### READING TEXT
Oh, and PoliceScannerMan, my LX2 serial is A06699. Nice number on a nice light.


----------



## Kiessling (Aug 13, 2009)

Yes, Al said they use a new colorless chemfilm now to comply with some obscure regulations, IIRC.
bernie


----------



## Outdoors Fanatic (Aug 13, 2009)

Yes, all new SureFire lights now exhibit a 'silver' colored chemkote finish.


----------



## Size15's (Aug 13, 2009)

The Restriction of Hazardous Substances (RoHS) directive restricts the use of mercury, lead, hexavalent chromium, cadmium and a range of flame retardants notably polybrominated biphenyls and polybrominated diphenyl ethers. There are a number of exemptions for the use of the hazardous substances for specific technical uses where alternatives do not presently exist. There are also permissible maximum concentration values which allow for any trace presence.



SureFire said:


> SureFire is not just committed to producing the world's finest illumination tools™ and tactical equipment — we're also committed to making SureFire products as environmentally friendly as possible. Consequently, we engineer and manufacture products to be RoHS (Restriction of Hazardous Substances) and WEEE (Waste Electrical and Electronic Equipment) compliant. All SureFire products and packaging shipped to destinations falling under the jurisdiction of RoHS and/or WEEE are tested and certified prior to shipping.


http://www.surefire.com/rohs-weee

Where there are alternatives such as in the case of the internal and threads protective finish this means no longer using the coloured Chem Film due to it containing hexavalent chromium.

RoHS and WEEE are not obscure regulations - they are for the 27 member states of the European Union of almost 500 million people and regulate our impact on the rest of the world through the waste we generate and how we should manage it. RoHS and WEE are for human health and environmental protection what CE is for safety. They ensure that products are not only assessed for their safety in use but also at the end of life too.

In this digital age the need to be responsible for our e-waste has never been greater. The impact illegal (or at the very least immoral) export of waste for processing in non-OECD countries such as China and India is having on human health and the environment is tragic, catastrophic and shaming all of us for our consumerism and greed.

Al


----------



## Vox Clamatis in Deserto (Aug 13, 2009)

### AIM OF THE TASK
In the forum thread, why is the colored Chem Film no longer used? Answer from the forum thread alone.

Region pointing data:

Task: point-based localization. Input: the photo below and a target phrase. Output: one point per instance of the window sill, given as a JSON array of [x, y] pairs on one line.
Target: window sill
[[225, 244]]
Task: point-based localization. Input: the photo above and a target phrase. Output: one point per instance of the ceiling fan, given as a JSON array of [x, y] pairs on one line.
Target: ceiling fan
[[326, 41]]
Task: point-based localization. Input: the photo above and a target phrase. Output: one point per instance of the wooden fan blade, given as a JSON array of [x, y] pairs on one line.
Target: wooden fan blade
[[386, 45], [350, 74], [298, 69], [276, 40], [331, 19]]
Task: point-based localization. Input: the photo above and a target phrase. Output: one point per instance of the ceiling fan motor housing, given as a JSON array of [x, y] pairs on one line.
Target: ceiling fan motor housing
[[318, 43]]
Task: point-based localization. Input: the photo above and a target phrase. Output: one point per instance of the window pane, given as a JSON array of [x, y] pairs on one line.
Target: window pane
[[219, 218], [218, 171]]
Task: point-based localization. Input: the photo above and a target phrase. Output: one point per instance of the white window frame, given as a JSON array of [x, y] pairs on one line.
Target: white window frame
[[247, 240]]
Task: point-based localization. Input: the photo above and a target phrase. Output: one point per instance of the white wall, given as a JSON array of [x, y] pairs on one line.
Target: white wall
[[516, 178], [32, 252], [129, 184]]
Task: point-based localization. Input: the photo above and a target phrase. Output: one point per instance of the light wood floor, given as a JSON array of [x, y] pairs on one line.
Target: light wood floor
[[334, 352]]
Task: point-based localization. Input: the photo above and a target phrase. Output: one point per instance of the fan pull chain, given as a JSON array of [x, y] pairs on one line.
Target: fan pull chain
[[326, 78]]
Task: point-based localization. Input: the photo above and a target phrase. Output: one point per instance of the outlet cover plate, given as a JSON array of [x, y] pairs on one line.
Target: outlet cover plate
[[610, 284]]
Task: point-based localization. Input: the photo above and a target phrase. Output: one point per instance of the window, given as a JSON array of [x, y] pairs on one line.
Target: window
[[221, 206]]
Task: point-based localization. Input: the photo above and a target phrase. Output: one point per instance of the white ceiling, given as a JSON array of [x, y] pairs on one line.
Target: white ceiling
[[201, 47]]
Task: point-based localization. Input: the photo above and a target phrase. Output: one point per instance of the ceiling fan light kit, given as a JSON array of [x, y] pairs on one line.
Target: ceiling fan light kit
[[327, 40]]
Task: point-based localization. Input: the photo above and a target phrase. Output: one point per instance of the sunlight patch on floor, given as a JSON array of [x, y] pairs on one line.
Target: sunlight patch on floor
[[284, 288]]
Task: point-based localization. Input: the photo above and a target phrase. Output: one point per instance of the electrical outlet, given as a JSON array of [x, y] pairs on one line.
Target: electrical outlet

### EXPECTED ANSWER
It contains hexavalent chromium.